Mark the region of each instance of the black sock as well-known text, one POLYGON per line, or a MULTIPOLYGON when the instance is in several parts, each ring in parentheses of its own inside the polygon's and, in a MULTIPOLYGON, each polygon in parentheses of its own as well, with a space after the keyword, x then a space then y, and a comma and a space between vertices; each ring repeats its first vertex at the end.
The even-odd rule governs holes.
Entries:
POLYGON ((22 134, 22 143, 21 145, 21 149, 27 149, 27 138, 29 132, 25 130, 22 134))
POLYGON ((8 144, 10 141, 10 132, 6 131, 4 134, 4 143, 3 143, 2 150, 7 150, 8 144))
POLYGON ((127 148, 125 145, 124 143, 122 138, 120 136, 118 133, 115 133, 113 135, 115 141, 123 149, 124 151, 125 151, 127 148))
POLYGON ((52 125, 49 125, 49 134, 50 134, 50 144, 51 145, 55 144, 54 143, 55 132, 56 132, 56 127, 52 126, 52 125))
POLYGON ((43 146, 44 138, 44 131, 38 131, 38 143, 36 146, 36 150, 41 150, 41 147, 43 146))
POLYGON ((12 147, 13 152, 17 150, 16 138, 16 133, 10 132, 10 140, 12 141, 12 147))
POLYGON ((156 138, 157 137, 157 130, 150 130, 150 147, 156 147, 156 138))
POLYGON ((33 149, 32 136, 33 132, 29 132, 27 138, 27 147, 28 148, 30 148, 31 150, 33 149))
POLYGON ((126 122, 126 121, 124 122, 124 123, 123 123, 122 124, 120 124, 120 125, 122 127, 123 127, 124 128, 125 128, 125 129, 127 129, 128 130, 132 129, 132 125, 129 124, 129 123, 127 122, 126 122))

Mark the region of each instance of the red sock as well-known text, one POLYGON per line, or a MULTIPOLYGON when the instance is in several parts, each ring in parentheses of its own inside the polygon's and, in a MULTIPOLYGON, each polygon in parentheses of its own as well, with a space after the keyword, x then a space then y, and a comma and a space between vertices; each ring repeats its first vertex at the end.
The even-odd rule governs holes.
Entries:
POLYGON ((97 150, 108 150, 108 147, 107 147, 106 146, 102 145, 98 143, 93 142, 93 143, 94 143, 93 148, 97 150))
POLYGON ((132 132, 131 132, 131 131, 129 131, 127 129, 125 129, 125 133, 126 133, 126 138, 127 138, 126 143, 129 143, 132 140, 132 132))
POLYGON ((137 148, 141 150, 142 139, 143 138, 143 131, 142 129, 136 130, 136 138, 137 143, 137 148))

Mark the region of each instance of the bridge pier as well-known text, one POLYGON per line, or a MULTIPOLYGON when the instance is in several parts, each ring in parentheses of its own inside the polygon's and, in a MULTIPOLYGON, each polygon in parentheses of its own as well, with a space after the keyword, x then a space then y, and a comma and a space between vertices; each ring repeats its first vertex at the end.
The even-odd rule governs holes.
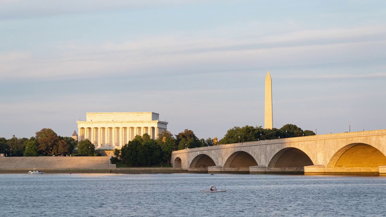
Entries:
POLYGON ((249 173, 249 167, 223 167, 223 173, 249 173))
POLYGON ((254 166, 249 167, 250 174, 267 174, 266 166, 254 166))
POLYGON ((325 175, 326 166, 324 165, 312 165, 304 167, 305 175, 325 175))
POLYGON ((222 173, 222 167, 221 166, 213 166, 208 167, 208 173, 222 173))
POLYGON ((386 176, 386 166, 380 166, 379 167, 379 175, 386 176))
◆ ◆ ◆ ◆
Aim ▸ Format the material from the line that contains "Mark the region of each instance of the bridge" down to the line that contains "POLYGON ((249 173, 249", both included, as a two-column CSV with the header input,output. Give one row for each text and its answer, with each field in double quotes and line breaks replaced by spaces, and leave out the picture.

Complete response ▸
input,output
"Mark the region of each instance of the bridge pier as well-known text, one POLYGON per line, or a MULTIPOLYGON when the instance is in several parts, each ring in parentheses of its own inside the polygon's and, in a MULTIPOLYGON, each polygon in parentheses of its own as well, with a space after the keyword, x then a space then y, and a comma and a space between vertices; each ring repeats its first vertex at the end. The even-odd rule governs holes. Entries:","POLYGON ((249 173, 249 167, 223 167, 223 173, 249 173))"